> _WHAT THE TASK ASKS_: Render the lines of all the items below as a numbered list, leaving out blank lines. Omit the pictures from your answer.

(Records from a data collection)
----------------
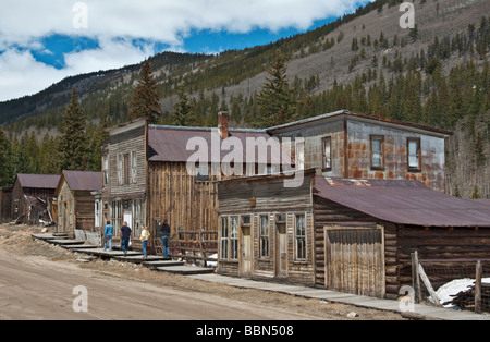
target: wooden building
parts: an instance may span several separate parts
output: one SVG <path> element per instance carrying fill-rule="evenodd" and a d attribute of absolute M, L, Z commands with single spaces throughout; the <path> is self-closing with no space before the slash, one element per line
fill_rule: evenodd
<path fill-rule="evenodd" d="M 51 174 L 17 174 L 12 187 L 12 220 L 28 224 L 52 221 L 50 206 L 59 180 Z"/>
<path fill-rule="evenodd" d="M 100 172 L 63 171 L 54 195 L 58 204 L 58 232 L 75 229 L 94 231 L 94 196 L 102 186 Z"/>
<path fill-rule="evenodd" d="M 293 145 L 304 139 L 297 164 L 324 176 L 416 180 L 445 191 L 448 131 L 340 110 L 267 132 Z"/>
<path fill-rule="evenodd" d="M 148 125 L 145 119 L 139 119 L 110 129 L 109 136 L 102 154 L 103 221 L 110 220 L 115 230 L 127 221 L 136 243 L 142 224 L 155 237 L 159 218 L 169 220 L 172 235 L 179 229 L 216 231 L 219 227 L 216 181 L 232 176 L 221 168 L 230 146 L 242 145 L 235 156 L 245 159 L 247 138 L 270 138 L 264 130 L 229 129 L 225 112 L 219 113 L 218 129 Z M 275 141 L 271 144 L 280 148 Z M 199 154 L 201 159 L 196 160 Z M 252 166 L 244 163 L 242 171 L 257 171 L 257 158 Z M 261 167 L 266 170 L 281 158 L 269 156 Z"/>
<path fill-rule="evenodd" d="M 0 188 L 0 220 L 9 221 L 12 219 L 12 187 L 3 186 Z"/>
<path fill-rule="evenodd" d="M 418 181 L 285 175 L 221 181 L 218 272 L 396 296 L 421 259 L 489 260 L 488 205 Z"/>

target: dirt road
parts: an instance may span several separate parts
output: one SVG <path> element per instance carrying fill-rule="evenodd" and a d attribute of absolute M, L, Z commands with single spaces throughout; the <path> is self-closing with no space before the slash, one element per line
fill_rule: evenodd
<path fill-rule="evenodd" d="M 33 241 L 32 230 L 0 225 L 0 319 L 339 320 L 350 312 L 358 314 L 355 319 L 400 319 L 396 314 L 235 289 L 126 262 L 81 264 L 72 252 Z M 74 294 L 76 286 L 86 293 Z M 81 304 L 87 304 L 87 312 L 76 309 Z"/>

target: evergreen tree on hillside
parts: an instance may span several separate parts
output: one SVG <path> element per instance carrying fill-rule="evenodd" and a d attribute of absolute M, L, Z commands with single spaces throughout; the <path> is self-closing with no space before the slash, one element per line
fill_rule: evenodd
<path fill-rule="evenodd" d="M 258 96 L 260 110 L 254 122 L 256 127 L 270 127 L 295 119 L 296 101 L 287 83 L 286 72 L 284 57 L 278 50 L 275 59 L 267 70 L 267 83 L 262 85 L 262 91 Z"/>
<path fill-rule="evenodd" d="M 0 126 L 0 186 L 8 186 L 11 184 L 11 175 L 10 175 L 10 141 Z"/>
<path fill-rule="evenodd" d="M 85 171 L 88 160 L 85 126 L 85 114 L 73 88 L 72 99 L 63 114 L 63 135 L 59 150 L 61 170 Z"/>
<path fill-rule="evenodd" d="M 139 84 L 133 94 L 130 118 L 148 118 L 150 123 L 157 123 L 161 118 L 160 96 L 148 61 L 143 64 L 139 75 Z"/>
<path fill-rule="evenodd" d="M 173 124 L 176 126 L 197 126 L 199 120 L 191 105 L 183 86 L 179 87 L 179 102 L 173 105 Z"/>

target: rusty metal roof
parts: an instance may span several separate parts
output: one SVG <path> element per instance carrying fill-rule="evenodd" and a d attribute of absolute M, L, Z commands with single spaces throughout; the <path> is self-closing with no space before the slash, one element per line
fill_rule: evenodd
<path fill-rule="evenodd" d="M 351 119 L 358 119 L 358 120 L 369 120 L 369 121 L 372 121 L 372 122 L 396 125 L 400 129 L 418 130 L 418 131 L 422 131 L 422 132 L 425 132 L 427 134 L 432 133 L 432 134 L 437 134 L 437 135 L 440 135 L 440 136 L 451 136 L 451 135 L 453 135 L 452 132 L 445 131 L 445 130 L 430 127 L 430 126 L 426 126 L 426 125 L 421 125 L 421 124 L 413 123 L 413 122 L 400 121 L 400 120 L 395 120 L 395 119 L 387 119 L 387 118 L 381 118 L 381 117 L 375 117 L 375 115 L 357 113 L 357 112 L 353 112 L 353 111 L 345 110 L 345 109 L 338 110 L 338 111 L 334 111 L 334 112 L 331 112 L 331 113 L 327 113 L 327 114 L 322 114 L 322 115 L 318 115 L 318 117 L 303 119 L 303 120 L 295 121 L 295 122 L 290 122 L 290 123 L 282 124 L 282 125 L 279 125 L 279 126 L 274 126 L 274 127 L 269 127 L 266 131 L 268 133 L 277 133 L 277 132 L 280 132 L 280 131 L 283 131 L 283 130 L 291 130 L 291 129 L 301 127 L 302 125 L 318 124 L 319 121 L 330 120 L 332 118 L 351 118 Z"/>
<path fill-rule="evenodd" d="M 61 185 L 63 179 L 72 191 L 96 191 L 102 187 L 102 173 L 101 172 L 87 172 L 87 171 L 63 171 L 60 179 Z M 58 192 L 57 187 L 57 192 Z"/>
----------------
> _OUTPUT OF THE EXERCISE_:
1. target: wooden building
2. parts: an instance may span several separate parts
3. output: one SVG <path> element per instance carrying fill-rule="evenodd" and a d attribute of absolute M, L, Z commands with single spaces throughout; the <path> is self-closing with no space before the slash, one element per line
4. fill_rule: evenodd
5. <path fill-rule="evenodd" d="M 51 174 L 17 174 L 12 187 L 12 220 L 28 224 L 52 221 L 50 206 L 59 180 Z"/>
6. <path fill-rule="evenodd" d="M 100 172 L 63 171 L 54 195 L 58 204 L 58 232 L 75 229 L 94 231 L 94 196 L 102 186 Z"/>
7. <path fill-rule="evenodd" d="M 293 145 L 304 139 L 297 164 L 324 176 L 416 180 L 445 191 L 448 131 L 340 110 L 267 132 Z"/>
8. <path fill-rule="evenodd" d="M 148 125 L 145 119 L 139 119 L 110 129 L 109 136 L 102 154 L 103 221 L 110 220 L 115 230 L 127 221 L 136 243 L 142 224 L 155 237 L 159 218 L 169 220 L 172 235 L 179 229 L 216 231 L 219 227 L 216 181 L 232 176 L 221 168 L 230 146 L 242 145 L 235 156 L 245 159 L 247 138 L 270 138 L 264 130 L 229 129 L 225 112 L 219 113 L 218 129 Z M 275 141 L 271 144 L 280 148 Z M 199 154 L 201 159 L 196 160 Z M 252 166 L 244 163 L 242 171 L 257 171 L 257 158 Z M 261 167 L 266 170 L 281 158 L 269 156 Z"/>
9. <path fill-rule="evenodd" d="M 0 188 L 0 220 L 9 221 L 12 219 L 12 187 L 3 186 Z"/>
10. <path fill-rule="evenodd" d="M 418 181 L 285 175 L 221 181 L 218 272 L 396 296 L 421 259 L 489 260 L 488 205 Z"/>
11. target: dirt road
12. parts: an instance may span several separate parts
13. output: one SVG <path> element per instance carrying fill-rule="evenodd" and a d attribute of absolute M, L, Z commands with single spaces throughout; the <path> is self-closing with no space before the slash, one element per line
14. fill_rule: evenodd
15. <path fill-rule="evenodd" d="M 33 241 L 32 230 L 0 225 L 0 319 L 339 320 L 350 312 L 358 314 L 355 319 L 400 319 L 396 314 L 235 289 L 126 262 L 81 264 L 72 252 Z M 74 294 L 76 286 L 86 293 Z M 81 304 L 87 304 L 87 312 L 76 309 Z"/>
16. target: evergreen tree on hillside
17. parts: an instance may span several separate parts
18. output: one SVG <path> element per instance carrying fill-rule="evenodd" and a d attribute of absolute M, L, Z commands with single spaces throughout; the <path> is self-closing with no space before the slash, one element per line
19. fill_rule: evenodd
20. <path fill-rule="evenodd" d="M 258 96 L 260 110 L 254 122 L 256 127 L 270 127 L 295 119 L 296 101 L 287 83 L 286 72 L 284 57 L 278 50 L 275 59 L 267 70 L 267 83 L 262 85 L 262 91 Z"/>
21. <path fill-rule="evenodd" d="M 0 126 L 0 186 L 8 186 L 11 184 L 11 175 L 10 175 L 10 141 Z"/>
22. <path fill-rule="evenodd" d="M 85 171 L 88 160 L 85 126 L 85 114 L 73 88 L 72 99 L 63 114 L 63 135 L 59 150 L 61 170 Z"/>
23. <path fill-rule="evenodd" d="M 139 84 L 133 94 L 130 118 L 148 118 L 150 123 L 157 123 L 161 118 L 160 96 L 148 61 L 143 64 L 139 75 Z"/>
24. <path fill-rule="evenodd" d="M 173 124 L 176 126 L 197 126 L 199 120 L 191 105 L 183 86 L 179 87 L 179 102 L 173 105 Z"/>
25. target: rusty metal roof
26. parts: an instance may span several separate parts
27. output: one SVG <path> element per instance carrying fill-rule="evenodd" and a d attribute of absolute M, L, Z commands with single spaces throughout; the <path> is self-closing with no space before the slash, one element per line
28. fill_rule: evenodd
29. <path fill-rule="evenodd" d="M 351 119 L 358 119 L 358 120 L 369 120 L 369 121 L 372 121 L 372 122 L 396 125 L 400 129 L 418 130 L 418 131 L 422 131 L 422 132 L 425 132 L 427 134 L 432 133 L 432 134 L 437 134 L 437 135 L 440 135 L 440 136 L 451 136 L 451 135 L 453 135 L 452 132 L 445 131 L 445 130 L 430 127 L 430 126 L 426 126 L 426 125 L 421 125 L 421 124 L 413 123 L 413 122 L 400 121 L 400 120 L 395 120 L 395 119 L 387 119 L 387 118 L 381 118 L 381 117 L 375 117 L 375 115 L 357 113 L 357 112 L 353 112 L 353 111 L 345 110 L 345 109 L 338 110 L 338 111 L 334 111 L 334 112 L 331 112 L 331 113 L 327 113 L 327 114 L 322 114 L 322 115 L 318 115 L 318 117 L 303 119 L 303 120 L 295 121 L 295 122 L 290 122 L 290 123 L 282 124 L 282 125 L 279 125 L 279 126 L 274 126 L 274 127 L 269 127 L 266 131 L 268 133 L 277 133 L 277 132 L 280 132 L 280 131 L 283 131 L 283 130 L 291 130 L 291 129 L 301 127 L 302 125 L 318 124 L 319 121 L 330 120 L 332 118 L 351 118 Z"/>
30. <path fill-rule="evenodd" d="M 61 185 L 63 179 L 72 191 L 96 191 L 102 187 L 102 173 L 101 172 L 87 172 L 87 171 L 63 171 L 60 179 Z M 58 192 L 57 187 L 57 192 Z"/>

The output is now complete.